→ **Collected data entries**

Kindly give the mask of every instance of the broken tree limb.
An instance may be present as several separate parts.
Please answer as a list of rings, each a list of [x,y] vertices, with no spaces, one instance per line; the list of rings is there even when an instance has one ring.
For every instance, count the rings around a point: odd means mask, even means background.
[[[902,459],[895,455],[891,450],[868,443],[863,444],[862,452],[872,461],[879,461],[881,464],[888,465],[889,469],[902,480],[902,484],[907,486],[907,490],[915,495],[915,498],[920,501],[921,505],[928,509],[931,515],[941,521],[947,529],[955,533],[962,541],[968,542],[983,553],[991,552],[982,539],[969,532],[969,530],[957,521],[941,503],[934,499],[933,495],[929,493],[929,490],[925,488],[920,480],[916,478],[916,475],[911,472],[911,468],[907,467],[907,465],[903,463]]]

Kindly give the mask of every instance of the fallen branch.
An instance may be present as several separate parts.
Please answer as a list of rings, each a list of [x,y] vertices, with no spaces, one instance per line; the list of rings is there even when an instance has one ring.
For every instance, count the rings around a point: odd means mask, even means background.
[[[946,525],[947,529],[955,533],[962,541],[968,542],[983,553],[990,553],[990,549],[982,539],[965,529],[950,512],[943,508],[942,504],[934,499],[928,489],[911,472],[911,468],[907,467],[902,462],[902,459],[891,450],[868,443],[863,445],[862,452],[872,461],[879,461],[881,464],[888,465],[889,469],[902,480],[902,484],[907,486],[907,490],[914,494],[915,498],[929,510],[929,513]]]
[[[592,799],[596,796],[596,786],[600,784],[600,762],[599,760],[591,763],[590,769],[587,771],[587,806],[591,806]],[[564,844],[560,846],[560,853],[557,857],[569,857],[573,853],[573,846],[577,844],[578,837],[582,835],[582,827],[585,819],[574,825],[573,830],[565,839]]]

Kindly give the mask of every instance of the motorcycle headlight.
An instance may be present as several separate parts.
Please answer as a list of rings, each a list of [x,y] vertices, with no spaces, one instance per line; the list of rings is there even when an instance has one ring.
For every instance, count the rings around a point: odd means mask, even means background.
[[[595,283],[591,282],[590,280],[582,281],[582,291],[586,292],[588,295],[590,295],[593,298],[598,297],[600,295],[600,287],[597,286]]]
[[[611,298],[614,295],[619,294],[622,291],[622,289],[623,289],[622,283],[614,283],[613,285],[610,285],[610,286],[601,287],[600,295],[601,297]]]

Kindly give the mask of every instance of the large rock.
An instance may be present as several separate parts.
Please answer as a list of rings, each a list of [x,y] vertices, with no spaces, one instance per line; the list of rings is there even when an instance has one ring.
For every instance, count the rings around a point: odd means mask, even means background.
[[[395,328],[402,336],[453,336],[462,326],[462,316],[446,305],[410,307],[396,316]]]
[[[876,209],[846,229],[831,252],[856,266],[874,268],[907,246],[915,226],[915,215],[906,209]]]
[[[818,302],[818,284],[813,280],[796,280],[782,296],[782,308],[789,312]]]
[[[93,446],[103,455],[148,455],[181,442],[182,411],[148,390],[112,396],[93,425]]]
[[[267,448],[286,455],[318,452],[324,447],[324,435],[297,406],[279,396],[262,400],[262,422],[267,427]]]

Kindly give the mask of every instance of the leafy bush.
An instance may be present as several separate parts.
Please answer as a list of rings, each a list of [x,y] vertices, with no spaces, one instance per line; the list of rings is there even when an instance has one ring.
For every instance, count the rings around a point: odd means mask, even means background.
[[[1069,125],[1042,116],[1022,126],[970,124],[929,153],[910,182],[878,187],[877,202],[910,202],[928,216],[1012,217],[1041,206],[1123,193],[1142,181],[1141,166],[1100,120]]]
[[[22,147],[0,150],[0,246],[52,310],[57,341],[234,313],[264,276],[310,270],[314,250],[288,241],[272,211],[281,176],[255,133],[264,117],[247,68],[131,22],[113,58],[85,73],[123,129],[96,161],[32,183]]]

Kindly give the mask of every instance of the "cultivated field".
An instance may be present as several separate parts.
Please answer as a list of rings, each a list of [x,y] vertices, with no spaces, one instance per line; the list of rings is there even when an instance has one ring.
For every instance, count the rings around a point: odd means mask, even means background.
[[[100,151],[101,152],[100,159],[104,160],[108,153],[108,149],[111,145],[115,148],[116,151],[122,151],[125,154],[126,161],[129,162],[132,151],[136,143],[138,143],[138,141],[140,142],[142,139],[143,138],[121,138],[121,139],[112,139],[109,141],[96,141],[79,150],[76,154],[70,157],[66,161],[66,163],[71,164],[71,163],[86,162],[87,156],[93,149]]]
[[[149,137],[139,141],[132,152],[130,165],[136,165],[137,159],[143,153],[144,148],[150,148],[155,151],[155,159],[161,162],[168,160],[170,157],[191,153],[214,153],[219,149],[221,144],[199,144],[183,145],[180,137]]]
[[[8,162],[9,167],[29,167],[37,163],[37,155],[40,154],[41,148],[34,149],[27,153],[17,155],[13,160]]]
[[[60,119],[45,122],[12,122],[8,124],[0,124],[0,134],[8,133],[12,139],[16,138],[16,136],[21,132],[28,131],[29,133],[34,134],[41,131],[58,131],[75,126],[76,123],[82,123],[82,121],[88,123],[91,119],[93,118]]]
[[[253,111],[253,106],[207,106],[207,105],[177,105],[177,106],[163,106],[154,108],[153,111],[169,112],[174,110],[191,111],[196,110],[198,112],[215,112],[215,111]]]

→ **Your instructions**
Which lines of the records hold the string "Kindly"? Copy each one.

→ **Answer to the problem**
Kindly give the mask of every instance of the broken tree limb.
Kindly give the mask of every instance of the fallen branch.
Kindly give the mask of every instance of the motorcycle headlight.
Kindly give the mask of every instance of the large rock.
Kindly give the mask of every instance of the leafy bush.
Kindly give the mask of every instance of the "cultivated field".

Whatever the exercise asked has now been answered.